_TO DO_
From the data, copy out every line in which the word "lawn" appears.

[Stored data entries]
● ● ● ● ●

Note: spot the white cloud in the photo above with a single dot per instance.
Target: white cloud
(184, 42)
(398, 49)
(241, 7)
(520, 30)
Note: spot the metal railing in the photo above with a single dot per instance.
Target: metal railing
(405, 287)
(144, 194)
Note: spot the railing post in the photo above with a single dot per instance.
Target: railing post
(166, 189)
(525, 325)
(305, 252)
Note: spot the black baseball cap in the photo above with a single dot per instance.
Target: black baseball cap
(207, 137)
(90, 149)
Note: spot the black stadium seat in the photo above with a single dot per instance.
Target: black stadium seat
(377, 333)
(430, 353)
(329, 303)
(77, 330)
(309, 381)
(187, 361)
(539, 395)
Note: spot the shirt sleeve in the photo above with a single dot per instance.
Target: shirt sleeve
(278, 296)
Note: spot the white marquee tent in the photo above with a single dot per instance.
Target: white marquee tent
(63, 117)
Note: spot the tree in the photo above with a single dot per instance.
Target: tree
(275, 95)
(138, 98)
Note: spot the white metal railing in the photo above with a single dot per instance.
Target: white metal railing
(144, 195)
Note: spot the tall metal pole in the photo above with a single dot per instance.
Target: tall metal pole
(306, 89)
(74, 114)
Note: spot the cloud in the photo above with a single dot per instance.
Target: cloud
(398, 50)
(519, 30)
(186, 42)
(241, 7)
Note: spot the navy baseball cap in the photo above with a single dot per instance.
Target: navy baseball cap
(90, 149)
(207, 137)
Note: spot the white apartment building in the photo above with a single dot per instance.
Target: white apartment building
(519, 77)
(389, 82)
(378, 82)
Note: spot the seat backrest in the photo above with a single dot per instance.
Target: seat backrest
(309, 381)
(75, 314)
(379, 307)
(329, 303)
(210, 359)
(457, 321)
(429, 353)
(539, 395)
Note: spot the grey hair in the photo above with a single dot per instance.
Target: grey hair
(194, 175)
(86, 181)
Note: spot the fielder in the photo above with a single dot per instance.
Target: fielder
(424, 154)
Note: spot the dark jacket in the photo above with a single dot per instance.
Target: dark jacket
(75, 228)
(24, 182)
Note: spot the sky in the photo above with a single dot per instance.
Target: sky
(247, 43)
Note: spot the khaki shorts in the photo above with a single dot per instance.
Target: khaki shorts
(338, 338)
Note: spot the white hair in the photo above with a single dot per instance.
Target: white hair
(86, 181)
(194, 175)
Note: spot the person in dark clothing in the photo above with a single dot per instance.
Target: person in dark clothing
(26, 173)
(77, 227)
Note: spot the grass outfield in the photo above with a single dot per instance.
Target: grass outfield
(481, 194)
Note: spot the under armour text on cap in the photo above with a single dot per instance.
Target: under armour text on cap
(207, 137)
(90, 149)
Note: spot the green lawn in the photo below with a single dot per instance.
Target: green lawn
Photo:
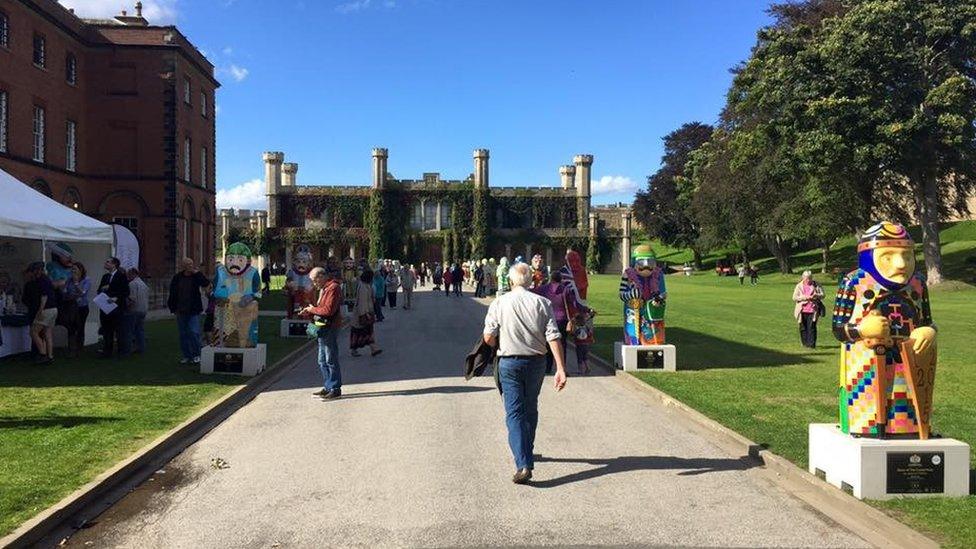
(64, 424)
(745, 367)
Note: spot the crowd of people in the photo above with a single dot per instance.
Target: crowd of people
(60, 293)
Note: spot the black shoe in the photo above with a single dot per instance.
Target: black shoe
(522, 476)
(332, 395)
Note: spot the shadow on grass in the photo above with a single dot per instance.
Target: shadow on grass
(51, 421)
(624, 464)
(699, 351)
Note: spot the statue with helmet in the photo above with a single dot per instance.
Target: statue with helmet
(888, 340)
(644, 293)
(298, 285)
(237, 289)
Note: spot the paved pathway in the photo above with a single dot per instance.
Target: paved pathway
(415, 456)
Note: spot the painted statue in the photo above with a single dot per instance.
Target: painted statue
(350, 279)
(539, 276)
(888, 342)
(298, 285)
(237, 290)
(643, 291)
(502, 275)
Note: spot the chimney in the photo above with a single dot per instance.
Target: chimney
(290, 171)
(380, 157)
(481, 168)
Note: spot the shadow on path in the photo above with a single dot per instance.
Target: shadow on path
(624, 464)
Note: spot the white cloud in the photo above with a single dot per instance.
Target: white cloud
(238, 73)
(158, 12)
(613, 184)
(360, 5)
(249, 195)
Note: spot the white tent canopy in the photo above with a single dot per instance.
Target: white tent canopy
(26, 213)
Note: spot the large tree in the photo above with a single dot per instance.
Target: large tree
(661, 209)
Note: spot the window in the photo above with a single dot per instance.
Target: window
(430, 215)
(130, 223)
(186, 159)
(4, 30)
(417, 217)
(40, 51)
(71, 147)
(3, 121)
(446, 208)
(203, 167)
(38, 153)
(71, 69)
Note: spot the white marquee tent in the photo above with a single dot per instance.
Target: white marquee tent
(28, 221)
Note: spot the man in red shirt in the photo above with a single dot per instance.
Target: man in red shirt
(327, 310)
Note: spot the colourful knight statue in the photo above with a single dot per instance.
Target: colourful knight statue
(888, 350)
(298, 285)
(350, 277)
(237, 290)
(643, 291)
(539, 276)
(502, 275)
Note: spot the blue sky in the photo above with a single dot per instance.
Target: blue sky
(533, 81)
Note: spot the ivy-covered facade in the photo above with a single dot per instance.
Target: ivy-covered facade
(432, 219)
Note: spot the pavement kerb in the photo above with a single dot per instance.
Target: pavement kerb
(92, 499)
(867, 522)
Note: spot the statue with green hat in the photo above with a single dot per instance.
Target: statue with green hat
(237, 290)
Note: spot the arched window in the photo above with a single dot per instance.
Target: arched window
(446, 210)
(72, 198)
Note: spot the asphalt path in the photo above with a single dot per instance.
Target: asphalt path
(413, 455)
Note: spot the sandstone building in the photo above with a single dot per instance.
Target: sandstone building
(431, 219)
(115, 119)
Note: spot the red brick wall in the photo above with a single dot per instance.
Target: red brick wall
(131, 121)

● ● ● ● ●

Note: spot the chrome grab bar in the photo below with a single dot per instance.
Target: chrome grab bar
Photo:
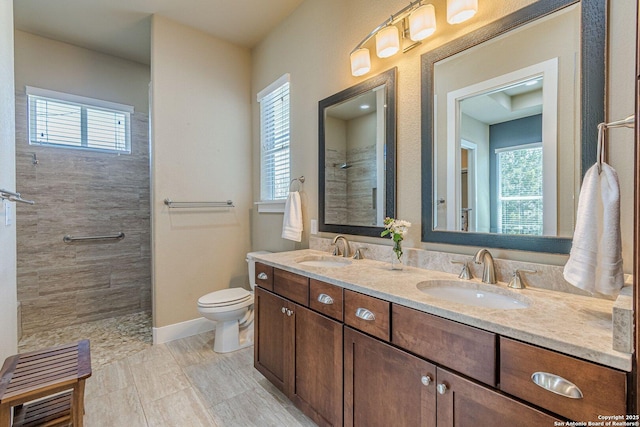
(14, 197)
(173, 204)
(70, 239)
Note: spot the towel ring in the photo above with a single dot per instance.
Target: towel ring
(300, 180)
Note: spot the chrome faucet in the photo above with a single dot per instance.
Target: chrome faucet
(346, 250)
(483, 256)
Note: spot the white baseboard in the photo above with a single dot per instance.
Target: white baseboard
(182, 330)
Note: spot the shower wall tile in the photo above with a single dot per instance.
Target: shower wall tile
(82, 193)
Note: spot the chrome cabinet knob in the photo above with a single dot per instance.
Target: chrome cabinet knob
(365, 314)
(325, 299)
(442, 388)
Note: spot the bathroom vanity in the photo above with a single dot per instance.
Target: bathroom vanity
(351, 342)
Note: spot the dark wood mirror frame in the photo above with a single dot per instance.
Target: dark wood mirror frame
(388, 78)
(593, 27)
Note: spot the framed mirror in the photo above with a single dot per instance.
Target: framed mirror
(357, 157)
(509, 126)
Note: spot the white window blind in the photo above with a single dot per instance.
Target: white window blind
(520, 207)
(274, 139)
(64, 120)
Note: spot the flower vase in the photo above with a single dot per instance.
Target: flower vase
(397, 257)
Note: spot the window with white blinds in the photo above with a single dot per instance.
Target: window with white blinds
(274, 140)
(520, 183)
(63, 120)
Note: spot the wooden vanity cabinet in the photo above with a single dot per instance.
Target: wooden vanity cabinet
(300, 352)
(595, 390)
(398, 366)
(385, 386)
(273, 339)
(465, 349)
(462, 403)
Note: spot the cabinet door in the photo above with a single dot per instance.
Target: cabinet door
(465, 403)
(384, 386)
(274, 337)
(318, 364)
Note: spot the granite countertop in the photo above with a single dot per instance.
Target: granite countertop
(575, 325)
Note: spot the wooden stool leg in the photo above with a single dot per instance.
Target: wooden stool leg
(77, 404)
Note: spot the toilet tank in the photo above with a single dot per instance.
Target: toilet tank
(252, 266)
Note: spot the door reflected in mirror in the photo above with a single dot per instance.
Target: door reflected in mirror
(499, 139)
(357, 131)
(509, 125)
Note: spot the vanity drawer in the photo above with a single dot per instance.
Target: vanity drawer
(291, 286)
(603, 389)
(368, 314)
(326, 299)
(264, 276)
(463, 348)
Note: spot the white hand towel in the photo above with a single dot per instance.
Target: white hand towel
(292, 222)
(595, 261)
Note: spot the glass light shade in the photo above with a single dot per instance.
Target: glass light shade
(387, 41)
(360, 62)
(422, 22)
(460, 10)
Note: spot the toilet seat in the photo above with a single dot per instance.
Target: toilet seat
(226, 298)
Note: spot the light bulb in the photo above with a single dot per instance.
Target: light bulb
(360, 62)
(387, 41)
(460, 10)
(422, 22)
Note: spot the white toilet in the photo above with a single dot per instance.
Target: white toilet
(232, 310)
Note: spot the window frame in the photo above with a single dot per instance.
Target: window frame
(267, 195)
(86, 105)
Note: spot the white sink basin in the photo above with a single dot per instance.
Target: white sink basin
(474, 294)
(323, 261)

● ● ● ● ●

_YOUR RESPONSE_
Note: spot the green lawn in the photo below with a single dot per instance.
Target: green lawn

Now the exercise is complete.